**What is required:**
Write the records out again, precisely as they stand.

**Records for this exercise:**
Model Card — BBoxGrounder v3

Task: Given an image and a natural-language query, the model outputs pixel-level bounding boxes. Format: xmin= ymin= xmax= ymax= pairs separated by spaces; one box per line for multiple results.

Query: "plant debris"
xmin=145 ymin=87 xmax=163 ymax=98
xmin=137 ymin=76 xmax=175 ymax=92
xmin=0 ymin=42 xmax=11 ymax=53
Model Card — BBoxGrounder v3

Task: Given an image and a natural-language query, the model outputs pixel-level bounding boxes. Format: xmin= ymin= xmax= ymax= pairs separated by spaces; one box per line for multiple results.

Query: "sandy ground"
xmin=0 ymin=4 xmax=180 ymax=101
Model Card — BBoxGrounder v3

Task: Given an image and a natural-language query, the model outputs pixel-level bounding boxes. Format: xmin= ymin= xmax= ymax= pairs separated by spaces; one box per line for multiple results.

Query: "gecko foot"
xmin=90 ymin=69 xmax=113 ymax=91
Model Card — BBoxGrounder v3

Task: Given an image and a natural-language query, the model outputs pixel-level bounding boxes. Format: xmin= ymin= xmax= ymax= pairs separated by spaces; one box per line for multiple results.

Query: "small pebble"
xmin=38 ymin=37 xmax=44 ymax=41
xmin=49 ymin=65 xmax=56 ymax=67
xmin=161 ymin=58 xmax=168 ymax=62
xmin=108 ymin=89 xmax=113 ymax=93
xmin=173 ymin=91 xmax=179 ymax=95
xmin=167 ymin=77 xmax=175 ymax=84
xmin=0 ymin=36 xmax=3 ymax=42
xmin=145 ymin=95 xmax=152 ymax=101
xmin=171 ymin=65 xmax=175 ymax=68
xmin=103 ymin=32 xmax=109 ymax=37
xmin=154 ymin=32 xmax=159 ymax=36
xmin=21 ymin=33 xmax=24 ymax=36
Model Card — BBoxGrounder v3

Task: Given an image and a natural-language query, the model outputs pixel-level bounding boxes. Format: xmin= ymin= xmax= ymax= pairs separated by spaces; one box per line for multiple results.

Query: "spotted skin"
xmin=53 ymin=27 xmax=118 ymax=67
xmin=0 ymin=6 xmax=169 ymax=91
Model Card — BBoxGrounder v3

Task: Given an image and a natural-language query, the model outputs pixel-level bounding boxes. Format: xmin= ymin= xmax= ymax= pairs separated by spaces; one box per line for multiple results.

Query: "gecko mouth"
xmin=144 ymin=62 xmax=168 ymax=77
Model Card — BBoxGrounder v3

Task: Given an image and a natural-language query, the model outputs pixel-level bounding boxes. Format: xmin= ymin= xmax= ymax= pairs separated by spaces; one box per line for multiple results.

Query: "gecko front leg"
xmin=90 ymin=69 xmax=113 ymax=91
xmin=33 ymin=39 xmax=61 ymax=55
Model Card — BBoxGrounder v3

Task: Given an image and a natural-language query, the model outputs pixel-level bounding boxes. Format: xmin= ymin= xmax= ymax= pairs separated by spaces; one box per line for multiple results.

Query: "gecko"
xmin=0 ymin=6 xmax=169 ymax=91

**Completed task:**
Model Card — BBoxGrounder v3

Task: Given an image and a natural-language query, the model outputs pixel-level bounding boxes. Format: xmin= ymin= xmax= ymax= pairs separated by spaces; one box per line for multiple results.

Query: "plant debris"
xmin=145 ymin=87 xmax=163 ymax=98
xmin=137 ymin=76 xmax=175 ymax=92
xmin=0 ymin=42 xmax=11 ymax=53
Model Card — BBoxGrounder v3

Task: Given an image and a natural-language query, the model outputs pixel-level bounding boxes. Format: xmin= ymin= xmax= ymax= pairs separated by spaces; one box per line for multiple results.

Query: "sandy ground"
xmin=0 ymin=4 xmax=180 ymax=101
Model Card — BBoxGrounder v3

Task: Given an image and a natural-language query, the model outputs pixel-level bounding boxes. Format: xmin= ymin= xmax= ymax= pairs separated by spaces; one box per line for multiple results.

Query: "gecko foot"
xmin=90 ymin=69 xmax=113 ymax=91
Model Card — BBoxGrounder v3

Task: Given an image and a natural-language query, the model outputs pixel-level bounding boxes. Format: xmin= ymin= xmax= ymax= pairs separated by spaces; one box per line for multiple results.

Query: "small pebble"
xmin=38 ymin=37 xmax=44 ymax=41
xmin=49 ymin=65 xmax=56 ymax=67
xmin=161 ymin=58 xmax=168 ymax=62
xmin=108 ymin=89 xmax=113 ymax=93
xmin=173 ymin=91 xmax=179 ymax=95
xmin=167 ymin=77 xmax=175 ymax=84
xmin=0 ymin=36 xmax=3 ymax=42
xmin=145 ymin=95 xmax=152 ymax=101
xmin=171 ymin=65 xmax=175 ymax=68
xmin=103 ymin=32 xmax=109 ymax=37
xmin=154 ymin=32 xmax=159 ymax=36
xmin=21 ymin=33 xmax=24 ymax=36
Model Card — BBoxGrounder v3

Task: Given an image and a natural-language query, the model outputs pixel-level bounding boxes. Format: xmin= ymin= xmax= ymax= pairs separated by spaces; one box per line for multiple results.

Query: "spotted skin"
xmin=53 ymin=27 xmax=118 ymax=67
xmin=0 ymin=6 xmax=169 ymax=91
Model Card — BBoxGrounder v3

Task: Given an image and a natural-language query, the model outputs pixel-level bounding boxes. Format: xmin= ymin= xmax= ymax= pairs separated by spaces; one box per line for multiple results.

Query: "gecko mouth"
xmin=144 ymin=62 xmax=168 ymax=77
Model Card — BBoxGrounder v3

Task: Given an image and a natural-language query, the model outputs pixel-level bounding boxes. Format: xmin= ymin= xmax= ymax= pairs separated by spaces; one box per line for multiple results.

Query: "gecko front leg"
xmin=90 ymin=69 xmax=113 ymax=91
xmin=33 ymin=39 xmax=61 ymax=55
Model Card — BBoxGrounder v3

Task: Given an image and a natural-language query, the model outputs pixel-level bounding boxes. Format: xmin= ymin= xmax= ymax= pairs separated by spaces; one box per line for multiple results.

Query: "gecko"
xmin=0 ymin=6 xmax=169 ymax=91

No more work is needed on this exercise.